+++ RECORD EXCERPTS

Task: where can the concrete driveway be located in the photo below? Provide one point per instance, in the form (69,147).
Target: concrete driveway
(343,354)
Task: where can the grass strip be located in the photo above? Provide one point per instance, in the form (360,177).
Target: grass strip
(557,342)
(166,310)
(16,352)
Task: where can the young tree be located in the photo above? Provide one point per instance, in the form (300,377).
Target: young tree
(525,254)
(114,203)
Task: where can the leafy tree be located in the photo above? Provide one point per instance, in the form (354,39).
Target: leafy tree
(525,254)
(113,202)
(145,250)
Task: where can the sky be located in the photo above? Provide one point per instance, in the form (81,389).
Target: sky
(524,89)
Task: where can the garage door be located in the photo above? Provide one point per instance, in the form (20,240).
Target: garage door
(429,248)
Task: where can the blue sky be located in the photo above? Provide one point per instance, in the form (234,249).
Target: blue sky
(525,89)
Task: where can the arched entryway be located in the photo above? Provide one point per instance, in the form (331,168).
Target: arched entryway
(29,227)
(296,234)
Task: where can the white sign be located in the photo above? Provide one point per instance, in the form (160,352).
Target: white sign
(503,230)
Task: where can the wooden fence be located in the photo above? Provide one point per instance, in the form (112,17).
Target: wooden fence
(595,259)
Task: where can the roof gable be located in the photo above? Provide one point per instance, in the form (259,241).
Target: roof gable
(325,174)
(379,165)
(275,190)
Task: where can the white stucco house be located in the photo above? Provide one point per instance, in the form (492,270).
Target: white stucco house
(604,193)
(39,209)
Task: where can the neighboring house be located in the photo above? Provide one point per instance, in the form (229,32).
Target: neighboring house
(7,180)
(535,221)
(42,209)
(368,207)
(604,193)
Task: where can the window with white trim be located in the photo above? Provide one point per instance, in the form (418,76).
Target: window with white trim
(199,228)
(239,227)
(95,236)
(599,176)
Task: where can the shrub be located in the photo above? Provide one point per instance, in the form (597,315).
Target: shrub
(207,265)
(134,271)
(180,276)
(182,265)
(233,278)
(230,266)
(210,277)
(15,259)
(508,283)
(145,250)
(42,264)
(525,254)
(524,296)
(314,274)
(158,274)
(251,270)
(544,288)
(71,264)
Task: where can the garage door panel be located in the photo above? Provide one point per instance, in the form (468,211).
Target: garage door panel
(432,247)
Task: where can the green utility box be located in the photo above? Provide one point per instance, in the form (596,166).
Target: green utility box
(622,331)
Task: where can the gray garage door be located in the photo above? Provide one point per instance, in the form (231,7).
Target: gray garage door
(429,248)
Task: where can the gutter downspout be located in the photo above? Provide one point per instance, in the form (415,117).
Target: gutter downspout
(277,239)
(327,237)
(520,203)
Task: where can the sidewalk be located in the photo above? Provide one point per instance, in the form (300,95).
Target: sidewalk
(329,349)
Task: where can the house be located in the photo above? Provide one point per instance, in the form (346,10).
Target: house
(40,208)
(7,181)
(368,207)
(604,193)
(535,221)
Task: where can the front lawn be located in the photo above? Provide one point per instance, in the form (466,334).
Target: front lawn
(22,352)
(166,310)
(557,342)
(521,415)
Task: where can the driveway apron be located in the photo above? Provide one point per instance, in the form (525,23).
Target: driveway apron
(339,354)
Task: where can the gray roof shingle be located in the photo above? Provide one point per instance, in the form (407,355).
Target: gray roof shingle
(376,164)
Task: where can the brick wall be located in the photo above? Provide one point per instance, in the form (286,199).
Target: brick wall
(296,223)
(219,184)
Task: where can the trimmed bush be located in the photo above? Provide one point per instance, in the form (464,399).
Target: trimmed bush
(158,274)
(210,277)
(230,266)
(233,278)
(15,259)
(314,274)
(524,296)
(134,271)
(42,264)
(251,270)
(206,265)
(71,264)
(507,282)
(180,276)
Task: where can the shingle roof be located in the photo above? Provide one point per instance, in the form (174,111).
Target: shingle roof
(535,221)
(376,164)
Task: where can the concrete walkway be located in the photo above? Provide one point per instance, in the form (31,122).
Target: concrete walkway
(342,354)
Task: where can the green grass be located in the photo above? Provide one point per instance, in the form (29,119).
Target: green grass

++++++

» WRITTEN EXERCISE
Quote every line of the data, word for word.

» WRITTEN ANSWER
Task: where can the concrete driveway be located in the photo below? Provide one point per instance, in the form (69,147).
Target: concrete driveway
(343,354)
Task: where can the grass strip be located in the photo above? Provide one point per instance, in the form (360,177).
Target: grass strip
(557,342)
(166,310)
(16,352)
Task: where can the young tree be located in the photo above? Provide one point per instance, in the form (300,377).
Target: young tree
(525,254)
(114,203)
Task: where can the leafy tree be located in the photo above? Provide one point per instance, in the form (354,39).
Target: leafy tree
(525,254)
(113,202)
(145,250)
Task: where can the sky be located in the photo above? Provide one point per instance, in the form (81,389).
Target: sky
(524,89)
Task: where can the garage door be located in the photo above? Provide one point per instance, in the form (20,240).
Target: garage door
(429,248)
Task: where can the blue sky be located in the photo above? Provide one point per instance, in the form (234,249).
Target: blue sky
(525,89)
Task: where can the arched entryway be located in the photo above? Provide one point per instance, in the form (331,168).
Target: arched entryway
(29,227)
(296,234)
Task: where can the white sign be located in the photo above? Provide one point per instance, in the form (160,352).
Target: white sign
(503,230)
Task: where can the wooden fence be located in the photo above? Provide one point per instance, in the form (112,17).
Target: wooden fence
(595,259)
Task: where can the roof gable be located in the photo above? Provide one point per instance, in the form (259,241).
Target: roof gable
(325,174)
(379,165)
(275,190)
Task: where can the white stucco house be located in the photo above? Provide one point per instance, in the form (492,270).
Target: white stucco house
(604,193)
(39,209)
Task: where can the neighboring house be located in the photo above? Provide one point per instance, in the form (229,32).
Target: neighboring house
(7,180)
(535,221)
(42,209)
(368,207)
(604,193)
Task: where can the window with white trim be located in the photo above? Provide one point per instance, in the form (418,76).
Target: window with white trim
(199,228)
(239,227)
(95,236)
(599,176)
Task: where can the shrub be located in the photo above? Provide one point per instance, in the form (597,315).
Target: shrub
(207,265)
(134,271)
(180,276)
(182,265)
(233,278)
(230,266)
(210,277)
(15,259)
(508,283)
(145,250)
(42,264)
(525,254)
(524,296)
(314,274)
(158,274)
(251,270)
(544,288)
(71,264)
Task: where can the garage door panel be located in the photo above? Provide one point per instance, in the form (468,211).
Target: garage door panel
(432,247)
Task: where can the green utility box be located in the photo above? Provide one point per instance, in the form (596,166).
Target: green utility box
(622,331)
Task: where can the gray garage door be located in the photo above? Provide one point per instance, in the form (231,7).
Target: gray garage door
(429,248)
Task: where can the gutter downspout be located in the photo above? Provide one point per instance, in the form (415,117).
Target: gutter downspout
(277,239)
(327,237)
(520,203)
Task: where can the sidewalk be located in the photo above? Provide one point per instance, in the form (300,95).
Target: sidewalk
(329,349)
Task: where can the house be located in the photo above? Provide one point per instance, in the form (346,10).
Target: house
(40,208)
(7,181)
(368,207)
(604,193)
(535,221)
Task: where can the front lawn be located in the photo above? Provide one point per instance, in the form (466,334).
Target: front lawn
(22,352)
(166,310)
(557,342)
(521,415)
Task: where can the driveway apron be located in the photo above? Provide one point per instance, in the form (525,23).
Target: driveway apron
(339,354)
Task: where can the gray roof shingle be located in the photo above? Provide one point per instance, in the form (407,355).
Target: gray roof shingle
(376,164)
Task: where can the brick wall be located in the photo above? Provide one point per instance, in the form (286,199).
Target: brick wall
(296,223)
(219,184)
Task: where can the trimmed bush be located in the photo above? Provide one point per instance, in the form (464,399).
Target: trimmed bush
(158,274)
(210,277)
(230,266)
(233,278)
(15,259)
(314,274)
(524,296)
(134,271)
(42,264)
(251,270)
(206,265)
(71,264)
(507,282)
(180,276)
Task: where can the shingle roof be located in the photo above? Provide one point per instance, in the form (174,111).
Target: shingle roof
(535,221)
(376,164)
Task: where can the concrete walkway be located in the photo above? Provide one point per instance, in the form (31,122).
Target: concrete walkway
(342,354)
Task: where can the green grass be located in the photo above? Provide one point per instance, in the form (29,119).
Target: green grass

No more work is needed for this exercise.